DATA UNDER STUDY:
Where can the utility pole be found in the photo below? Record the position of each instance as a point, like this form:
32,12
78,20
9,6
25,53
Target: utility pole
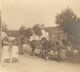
0,33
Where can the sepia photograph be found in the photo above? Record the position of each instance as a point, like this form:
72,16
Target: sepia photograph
39,35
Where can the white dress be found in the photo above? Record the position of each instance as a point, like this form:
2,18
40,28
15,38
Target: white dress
6,52
14,51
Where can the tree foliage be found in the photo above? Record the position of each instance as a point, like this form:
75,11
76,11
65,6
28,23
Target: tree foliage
28,32
69,22
37,30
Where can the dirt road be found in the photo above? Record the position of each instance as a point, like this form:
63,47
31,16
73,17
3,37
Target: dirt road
28,63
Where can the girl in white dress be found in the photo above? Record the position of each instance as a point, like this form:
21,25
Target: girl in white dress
14,53
6,53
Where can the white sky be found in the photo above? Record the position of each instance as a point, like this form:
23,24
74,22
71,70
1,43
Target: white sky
30,12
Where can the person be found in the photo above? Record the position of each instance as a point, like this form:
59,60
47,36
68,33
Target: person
14,54
62,53
10,50
58,51
6,52
33,47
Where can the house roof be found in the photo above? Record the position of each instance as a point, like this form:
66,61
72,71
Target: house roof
13,33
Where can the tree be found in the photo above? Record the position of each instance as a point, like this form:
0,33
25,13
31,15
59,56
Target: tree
28,32
37,30
22,30
69,22
4,26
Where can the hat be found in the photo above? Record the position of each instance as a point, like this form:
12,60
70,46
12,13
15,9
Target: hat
5,42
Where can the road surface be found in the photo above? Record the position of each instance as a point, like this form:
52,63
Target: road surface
28,63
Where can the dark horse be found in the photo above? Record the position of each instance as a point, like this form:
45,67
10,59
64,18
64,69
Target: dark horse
46,47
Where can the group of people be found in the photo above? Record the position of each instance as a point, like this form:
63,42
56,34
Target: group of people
9,51
47,46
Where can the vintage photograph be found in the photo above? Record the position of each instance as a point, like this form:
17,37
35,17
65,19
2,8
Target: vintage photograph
39,35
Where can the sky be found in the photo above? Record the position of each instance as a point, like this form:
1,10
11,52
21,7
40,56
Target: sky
30,12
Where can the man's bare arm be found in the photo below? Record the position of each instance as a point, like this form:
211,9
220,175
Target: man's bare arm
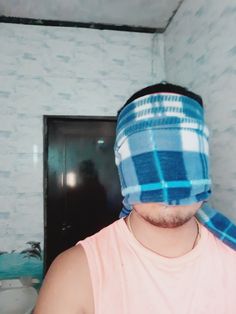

WORK TASK: For this exercise, copy the entries above exactly and skip any picture.

EXERCISE OUTPUT:
Where can the utility pole be found in the photo below? Record the position of each instance as a point, like this form:
32,12
78,20
9,6
25,53
Target: utility pole
0,33
Where can the sepia photograph be found in the photo above? Record the position of each instance as a point, like this form:
72,16
Target: sepia photograph
39,35
Where can the white dress be found in the photo above? Record the position of each instance as a point, like this form:
2,18
40,28
15,38
Target: white dress
6,52
14,51
Where can the tree foliage be found in the photo above? Record the position of each instance as a point, like this form:
75,11
76,11
65,6
28,23
Target: tree foliage
28,32
69,22
37,30
Where can the dirt road be found in the photo above? Record the position of each instance as a point, like this form:
63,47
31,16
73,17
3,37
Target: dirt road
28,63
Where can the girl in white dress be found in the photo above? Record the position of each instance as a point, like this form:
21,25
Target: girl in white dress
14,53
6,53
Where can the white sky be found in the photo above? Record the position of each instance as a point, like this form:
23,24
74,22
71,70
1,43
Target: white sky
30,12
Where can the person be found in the photo above? Record the position of each instance as a point, like this form:
59,60
47,36
68,33
Target: person
14,54
62,53
10,50
58,51
6,52
33,47
Where can the house roof be found in the photo above? Record the position of each instance as a point, like this form:
66,61
72,71
Target: house roof
13,33
Where can the tree be found in the photo above? Record the position of each instance as a point, like this form:
0,33
25,13
31,15
59,56
Target: tree
28,32
37,30
22,30
69,22
4,26
Where can the hat be found in the photo above? Record the position of each instance as a point, like this form:
12,60
70,46
12,13
15,9
Target: hat
5,42
Where can the road surface be found in the photo above? Record the position of each instance as a point, like this form:
52,63
Target: road surface
28,63
Where can the dark horse be found in the photo above? Record the position of each instance as a point, like this form:
45,67
10,59
64,18
64,69
Target: dark horse
46,47
Where can the group of people be found in the photo above? Record the position of each instance as a point, like this form:
63,42
56,34
Target: group of people
9,51
47,46
Where can the vintage photograph be found in the photo above? Record the position of each instance as a point, like this form:
17,37
35,17
65,19
2,8
Target: vintage photograph
39,35
Where can the sky be found in the photo above? Record the position of each instance as a point, like this form:
1,10
11,52
21,7
40,56
Target: sky
30,12
Where can the man's bare arm be found in the photo below? Record the position of each instance as a point, like this form:
211,9
220,175
Target: man's bare arm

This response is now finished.